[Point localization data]
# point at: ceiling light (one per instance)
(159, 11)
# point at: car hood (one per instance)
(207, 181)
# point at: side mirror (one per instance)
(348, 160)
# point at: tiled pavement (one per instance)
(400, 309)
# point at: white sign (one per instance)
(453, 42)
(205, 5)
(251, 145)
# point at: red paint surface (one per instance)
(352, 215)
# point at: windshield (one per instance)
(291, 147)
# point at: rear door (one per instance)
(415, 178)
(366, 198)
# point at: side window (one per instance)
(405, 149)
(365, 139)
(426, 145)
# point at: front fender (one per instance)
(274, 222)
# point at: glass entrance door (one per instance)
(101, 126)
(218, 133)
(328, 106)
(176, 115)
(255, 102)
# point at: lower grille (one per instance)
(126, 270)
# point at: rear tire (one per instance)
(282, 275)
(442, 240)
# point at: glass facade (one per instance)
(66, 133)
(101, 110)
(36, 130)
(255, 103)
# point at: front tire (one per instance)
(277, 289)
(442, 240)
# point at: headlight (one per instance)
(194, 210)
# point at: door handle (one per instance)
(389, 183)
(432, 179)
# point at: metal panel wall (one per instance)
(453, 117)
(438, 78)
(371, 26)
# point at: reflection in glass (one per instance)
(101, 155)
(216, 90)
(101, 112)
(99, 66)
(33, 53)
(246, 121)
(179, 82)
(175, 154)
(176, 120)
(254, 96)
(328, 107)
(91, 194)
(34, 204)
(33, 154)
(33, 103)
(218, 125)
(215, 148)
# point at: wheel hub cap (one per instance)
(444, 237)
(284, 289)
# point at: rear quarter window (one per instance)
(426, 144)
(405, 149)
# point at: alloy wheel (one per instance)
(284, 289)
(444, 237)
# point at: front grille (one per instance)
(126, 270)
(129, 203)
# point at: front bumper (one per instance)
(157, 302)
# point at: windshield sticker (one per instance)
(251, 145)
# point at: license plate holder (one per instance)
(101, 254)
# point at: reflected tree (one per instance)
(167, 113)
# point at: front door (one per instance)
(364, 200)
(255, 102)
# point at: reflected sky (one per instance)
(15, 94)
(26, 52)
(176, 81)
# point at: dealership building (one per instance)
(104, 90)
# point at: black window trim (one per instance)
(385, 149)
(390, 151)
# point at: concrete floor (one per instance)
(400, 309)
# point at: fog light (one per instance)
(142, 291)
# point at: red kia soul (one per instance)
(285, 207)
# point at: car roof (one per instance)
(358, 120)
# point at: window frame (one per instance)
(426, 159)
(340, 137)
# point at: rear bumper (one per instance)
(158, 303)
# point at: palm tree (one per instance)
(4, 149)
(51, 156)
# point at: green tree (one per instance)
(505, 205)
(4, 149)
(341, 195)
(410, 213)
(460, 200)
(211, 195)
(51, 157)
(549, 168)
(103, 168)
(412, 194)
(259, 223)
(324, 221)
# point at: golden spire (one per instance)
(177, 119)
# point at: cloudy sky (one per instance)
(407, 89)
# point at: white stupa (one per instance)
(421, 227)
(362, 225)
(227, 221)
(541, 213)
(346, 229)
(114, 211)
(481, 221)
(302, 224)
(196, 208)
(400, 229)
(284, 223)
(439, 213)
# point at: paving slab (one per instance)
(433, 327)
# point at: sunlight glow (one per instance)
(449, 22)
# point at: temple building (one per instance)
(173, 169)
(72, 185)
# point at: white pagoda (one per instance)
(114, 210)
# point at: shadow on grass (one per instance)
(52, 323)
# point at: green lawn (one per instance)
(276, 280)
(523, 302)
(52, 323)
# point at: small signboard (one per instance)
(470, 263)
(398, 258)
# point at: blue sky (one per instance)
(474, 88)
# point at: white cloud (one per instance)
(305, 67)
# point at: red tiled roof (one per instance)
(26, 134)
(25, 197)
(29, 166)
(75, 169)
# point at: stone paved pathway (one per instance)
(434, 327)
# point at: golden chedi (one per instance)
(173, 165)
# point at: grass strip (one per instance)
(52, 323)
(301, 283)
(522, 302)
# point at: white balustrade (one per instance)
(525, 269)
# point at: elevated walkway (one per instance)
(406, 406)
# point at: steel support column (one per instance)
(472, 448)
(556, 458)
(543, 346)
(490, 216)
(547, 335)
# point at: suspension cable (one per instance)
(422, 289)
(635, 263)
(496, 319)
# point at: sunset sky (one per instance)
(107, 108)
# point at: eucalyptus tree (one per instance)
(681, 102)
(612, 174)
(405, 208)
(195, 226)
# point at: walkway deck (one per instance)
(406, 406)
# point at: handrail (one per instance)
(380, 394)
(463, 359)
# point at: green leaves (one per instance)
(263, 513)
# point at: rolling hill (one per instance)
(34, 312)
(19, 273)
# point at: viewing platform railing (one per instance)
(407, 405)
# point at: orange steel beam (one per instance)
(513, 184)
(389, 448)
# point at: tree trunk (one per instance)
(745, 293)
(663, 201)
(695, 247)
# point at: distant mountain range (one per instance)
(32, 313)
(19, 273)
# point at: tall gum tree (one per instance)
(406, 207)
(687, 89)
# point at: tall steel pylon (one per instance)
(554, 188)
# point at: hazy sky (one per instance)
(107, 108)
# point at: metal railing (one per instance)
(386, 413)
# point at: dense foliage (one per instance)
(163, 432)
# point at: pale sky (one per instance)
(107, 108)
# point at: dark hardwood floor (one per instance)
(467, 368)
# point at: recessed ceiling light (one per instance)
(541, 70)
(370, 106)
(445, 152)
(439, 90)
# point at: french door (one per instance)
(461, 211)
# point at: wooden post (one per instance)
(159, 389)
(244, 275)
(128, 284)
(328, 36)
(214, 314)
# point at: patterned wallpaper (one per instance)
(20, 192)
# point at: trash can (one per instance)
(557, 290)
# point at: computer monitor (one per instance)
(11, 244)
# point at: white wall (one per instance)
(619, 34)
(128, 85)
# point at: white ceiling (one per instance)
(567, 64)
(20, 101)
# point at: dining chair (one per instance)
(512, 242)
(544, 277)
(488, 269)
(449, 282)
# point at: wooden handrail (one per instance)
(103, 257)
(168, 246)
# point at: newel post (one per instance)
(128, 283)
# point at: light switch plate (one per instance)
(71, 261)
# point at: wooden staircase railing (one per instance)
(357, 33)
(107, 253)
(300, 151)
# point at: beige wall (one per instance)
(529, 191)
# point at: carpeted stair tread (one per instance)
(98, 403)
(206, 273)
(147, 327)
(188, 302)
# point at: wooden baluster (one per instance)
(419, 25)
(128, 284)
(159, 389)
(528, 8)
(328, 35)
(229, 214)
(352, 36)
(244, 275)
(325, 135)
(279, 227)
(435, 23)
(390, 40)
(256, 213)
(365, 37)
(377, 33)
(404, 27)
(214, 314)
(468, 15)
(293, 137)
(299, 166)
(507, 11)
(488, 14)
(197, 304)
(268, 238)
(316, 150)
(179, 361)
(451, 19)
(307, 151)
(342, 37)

> **What to work on**: Restate every line of the data above exactly as it was written.

> **Response**:
# point at: ceiling light (one per instance)
(159, 11)
# point at: car hood (one per instance)
(207, 181)
# point at: side mirror (one per instance)
(348, 160)
# point at: tiled pavement (one per instance)
(400, 309)
# point at: white sign (one per instance)
(453, 42)
(205, 5)
(251, 145)
# point at: red paint surface (one per instance)
(352, 215)
# point at: windshield (one per instance)
(291, 147)
# point at: rear door (one per instance)
(415, 178)
(366, 198)
# point at: side window (one per instance)
(405, 149)
(365, 139)
(426, 145)
# point at: front fender (one per instance)
(274, 222)
# point at: glass entrance door (one per instance)
(101, 126)
(218, 133)
(328, 106)
(176, 115)
(255, 102)
# point at: lower grille (one per instance)
(126, 270)
# point at: rear tire (one per instance)
(282, 275)
(442, 240)
# point at: glass facade (one per instance)
(66, 133)
(101, 110)
(36, 130)
(255, 103)
# point at: front tire (one per instance)
(277, 289)
(442, 240)
# point at: headlight (one per instance)
(194, 210)
# point at: door handle (one per instance)
(389, 183)
(432, 179)
# point at: metal panel wall (one per instance)
(453, 117)
(438, 78)
(371, 26)
# point at: reflection in glass (one per instance)
(101, 155)
(216, 90)
(101, 112)
(99, 66)
(33, 53)
(246, 121)
(179, 82)
(175, 154)
(176, 120)
(254, 96)
(328, 107)
(91, 194)
(34, 204)
(33, 154)
(33, 103)
(218, 125)
(215, 148)
# point at: wheel hub cap (one per instance)
(444, 237)
(284, 289)
# point at: rear quarter window (one per instance)
(426, 144)
(405, 149)
# point at: alloy wheel (one per instance)
(284, 289)
(444, 237)
# point at: front grille (one per instance)
(126, 270)
(129, 203)
# point at: front bumper (one per instance)
(157, 302)
# point at: windshield sticker (one per instance)
(251, 145)
# point at: license plate holder (one per instance)
(101, 254)
# point at: reflected tree (one per instance)
(167, 113)
# point at: front door (one per instance)
(364, 200)
(255, 102)
# point at: reflected sky (one per instance)
(15, 94)
(26, 52)
(176, 81)
# point at: dealership building (one per instance)
(104, 90)
# point at: black window trim (one per instance)
(385, 149)
(390, 151)
# point at: concrete floor (one per instance)
(400, 309)
# point at: fog light (one per instance)
(142, 291)
# point at: red kia soul (one per instance)
(285, 207)
# point at: car roof (one per instance)
(358, 120)
# point at: window frame (one per instance)
(426, 159)
(340, 137)
# point at: rear bumper (one per instance)
(158, 303)
# point at: palm tree (one per instance)
(4, 149)
(51, 156)
# point at: green tree (one per instance)
(505, 205)
(4, 149)
(341, 195)
(410, 213)
(460, 200)
(211, 195)
(51, 157)
(549, 168)
(103, 168)
(412, 194)
(259, 223)
(324, 221)
# point at: golden spire (one per instance)
(177, 119)
# point at: cloudy sky (one per instance)
(407, 89)
# point at: white stupa (one per instance)
(421, 227)
(362, 225)
(227, 221)
(541, 213)
(346, 229)
(114, 211)
(481, 221)
(302, 224)
(196, 208)
(400, 229)
(284, 223)
(439, 213)
# point at: paving slab (one per instance)
(433, 327)
# point at: sunlight glow (one per instance)
(449, 22)
# point at: temple building (one per instance)
(173, 169)
(72, 185)
# point at: white pagoda (one per instance)
(114, 210)
# point at: shadow on grass (one per instance)
(52, 323)
# point at: green lawn (one per instance)
(276, 280)
(523, 302)
(52, 323)
# point at: small signboard (one per instance)
(470, 263)
(398, 258)
# point at: blue sky (one per instance)
(474, 88)
# point at: white cloud (one per instance)
(305, 67)
# point at: red tiled roof (one per instance)
(26, 134)
(25, 197)
(29, 166)
(75, 169)
# point at: stone paved pathway (one per instance)
(434, 327)
# point at: golden chedi (one per instance)
(173, 165)
# point at: grass strip (one per instance)
(52, 323)
(301, 283)
(522, 302)
# point at: white balustrade (one per instance)
(525, 269)
# point at: elevated walkway (one per instance)
(406, 406)
# point at: steel support column (one per instance)
(472, 448)
(556, 458)
(543, 346)
(490, 216)
(547, 335)
# point at: suspension cable (one per instance)
(422, 289)
(635, 263)
(496, 319)
# point at: sunset sky (one per instance)
(107, 108)
# point at: eucalyptus tree (one per instance)
(681, 102)
(612, 174)
(405, 208)
(195, 226)
# point at: walkway deck (one per instance)
(406, 406)
# point at: handrail (one per instance)
(380, 394)
(463, 359)
# point at: green leaves (one per instance)
(263, 513)
# point at: rolling hill (one per instance)
(34, 312)
(19, 273)
# point at: viewing platform railing (one per instance)
(407, 405)
# point at: orange steel beam (one per instance)
(513, 184)
(389, 448)
# point at: tree trunk (one per instance)
(745, 293)
(663, 201)
(695, 247)
# point at: distant mountain range (one per instance)
(32, 313)
(19, 273)
# point at: tall gum tree (one per instance)
(406, 207)
(687, 89)
# point at: tall steel pylon (one per instance)
(554, 188)
# point at: hazy sky (one per instance)
(107, 108)
# point at: metal railing (one per instance)
(386, 413)
# point at: dense foliage (one per instance)
(163, 432)
# point at: pale sky (one per instance)
(107, 108)
# point at: dark hardwood floor (one per instance)
(467, 368)
# point at: recessed ceiling light (one per instance)
(541, 70)
(370, 106)
(445, 152)
(439, 90)
# point at: french door (one per instance)
(461, 211)
# point at: wooden post (one per instance)
(159, 389)
(244, 275)
(128, 284)
(328, 36)
(214, 314)
# point at: patterned wallpaper (one per instance)
(20, 192)
# point at: trash can (one per instance)
(557, 290)
# point at: computer monitor (one per instance)
(11, 244)
# point at: white wall (one per instance)
(619, 34)
(128, 85)
# point at: white ceiling (one per instance)
(567, 64)
(20, 101)
# point at: dining chair (one per instance)
(512, 242)
(544, 277)
(488, 269)
(449, 282)
# point at: wooden handrail (one per instance)
(103, 257)
(168, 246)
# point at: newel post (one per instance)
(128, 283)
# point at: light switch plate (one per instance)
(71, 261)
# point at: wooden staircase railing (one per instance)
(357, 33)
(107, 253)
(300, 151)
# point at: beige wall (one per instance)
(529, 191)
# point at: carpeted stair tread (one per instance)
(98, 403)
(206, 273)
(147, 327)
(188, 302)
# point at: wooden baluster (one per instance)
(419, 25)
(128, 284)
(159, 389)
(528, 8)
(328, 35)
(229, 214)
(352, 36)
(244, 275)
(325, 135)
(279, 227)
(435, 23)
(390, 40)
(256, 213)
(365, 37)
(377, 33)
(404, 27)
(214, 314)
(468, 15)
(293, 137)
(299, 166)
(507, 11)
(488, 14)
(197, 304)
(268, 238)
(316, 150)
(179, 361)
(451, 19)
(307, 151)
(342, 37)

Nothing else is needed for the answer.